◆ DATA ENTRIES ◆
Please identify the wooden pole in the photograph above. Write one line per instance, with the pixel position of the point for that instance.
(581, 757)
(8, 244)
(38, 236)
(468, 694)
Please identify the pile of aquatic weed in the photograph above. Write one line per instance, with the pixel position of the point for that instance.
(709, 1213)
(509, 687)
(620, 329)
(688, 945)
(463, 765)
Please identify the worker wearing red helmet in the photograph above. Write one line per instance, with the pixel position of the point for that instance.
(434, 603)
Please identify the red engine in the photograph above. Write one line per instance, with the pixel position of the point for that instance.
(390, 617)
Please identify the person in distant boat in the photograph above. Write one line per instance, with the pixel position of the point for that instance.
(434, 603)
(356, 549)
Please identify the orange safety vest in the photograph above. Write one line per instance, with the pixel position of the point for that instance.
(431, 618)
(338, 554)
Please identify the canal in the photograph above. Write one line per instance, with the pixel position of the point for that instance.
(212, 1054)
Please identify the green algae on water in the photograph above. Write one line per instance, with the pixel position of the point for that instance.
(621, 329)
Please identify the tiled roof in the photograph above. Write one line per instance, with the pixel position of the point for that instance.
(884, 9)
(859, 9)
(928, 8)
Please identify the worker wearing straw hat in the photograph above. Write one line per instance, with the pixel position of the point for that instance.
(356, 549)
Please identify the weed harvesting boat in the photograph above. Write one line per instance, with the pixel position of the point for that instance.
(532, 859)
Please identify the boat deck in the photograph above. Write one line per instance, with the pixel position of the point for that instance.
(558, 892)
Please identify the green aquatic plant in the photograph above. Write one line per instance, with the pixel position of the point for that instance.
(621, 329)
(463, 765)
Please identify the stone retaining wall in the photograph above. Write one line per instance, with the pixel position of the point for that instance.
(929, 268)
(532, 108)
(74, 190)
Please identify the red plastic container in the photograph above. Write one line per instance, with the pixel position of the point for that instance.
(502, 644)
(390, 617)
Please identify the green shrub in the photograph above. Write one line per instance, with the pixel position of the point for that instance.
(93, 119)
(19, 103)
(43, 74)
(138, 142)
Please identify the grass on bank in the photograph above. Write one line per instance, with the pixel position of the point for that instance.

◆ STATED GOAL ◆
Render the lines above as a Markdown table with two columns, Row and Line, numbering each line and leaving out any blank lines.

◆ THE RESPONSE ◆
| Row | Line |
|---|---|
| 1 | Please identify the wooden pole in the photograph above. Write one line per instance, with the pixel position of the point for that instance. |
| 2 | (581, 757) |
| 3 | (8, 244) |
| 4 | (38, 236) |
| 5 | (468, 694) |
| 6 | Please identify the pile of aquatic weed in the photograph above. Write one line per instance, with the pixel position of the point for that instance. |
| 7 | (709, 1213) |
| 8 | (509, 687) |
| 9 | (620, 329) |
| 10 | (688, 945) |
| 11 | (463, 765) |
| 12 | Please identify the worker wearing red helmet in the photograph above. Write one line per instance, with the pixel position of the point for that instance. |
| 13 | (434, 603) |
| 14 | Please identify the red engine in the photograph above. Write one line per instance, with the pixel position of the point for that instance. |
| 15 | (390, 617) |
| 16 | Please identify the person in distant boat in the photograph above. Write one line per instance, with the pixel position of the point for that instance. |
| 17 | (434, 603) |
| 18 | (356, 549) |
| 19 | Please identify the orange safety vest in the photograph above. Write one line per instance, with the pixel position of the point for that instance. |
| 20 | (431, 618) |
| 21 | (338, 554) |
| 22 | Please identify the canal in the photograph above. Write one line per instance, with the pixel position of the point for that instance. |
| 23 | (212, 1054) |
| 24 | Please identify the green algae on water in the photograph above. Write one line per instance, with the pixel position of the point for that instance. |
| 25 | (621, 329) |
| 26 | Please identify the tiled roof in the photograph above. Write one line per instance, with the pixel position of the point for that instance. |
| 27 | (884, 9) |
| 28 | (859, 9) |
| 29 | (928, 8) |
| 30 | Please identify the worker wearing straw hat in the photograph above. Write one line per instance, with the pixel position of the point for that instance. |
| 31 | (356, 549) |
| 32 | Please identify the weed harvesting boat in the photograph above. Write one line per instance, with the pixel position of the point for that instance. |
| 33 | (532, 859) |
| 34 | Please identify the boat deck in the photograph above. Write one line per instance, with the pixel position of the point for that instance. |
| 35 | (558, 892) |
| 36 | Please identify the green aquatic plant in the photograph above. Write one line per instance, with the pixel position of the point for that instance. |
| 37 | (621, 329) |
| 38 | (463, 765) |
| 39 | Please identify the stone retaining wall in the photograph above. Write one line per instance, with the pixel position of the point for that instance. |
| 40 | (929, 268) |
| 41 | (532, 108) |
| 42 | (74, 190) |
| 43 | Please identify the red plastic container in the photograph above. Write one line per instance, with the pixel position of the point for that instance. |
| 44 | (502, 644) |
| 45 | (390, 617) |
| 46 | Please identify the green shrub in the photograph above. Write one line per instance, with the pixel position of the point for that instance. |
| 47 | (93, 119) |
| 48 | (19, 103) |
| 49 | (43, 74) |
| 50 | (138, 142) |
| 51 | Please identify the grass on bank in the photograph above. Write one line per instance, with the pixel position of the point for that instance. |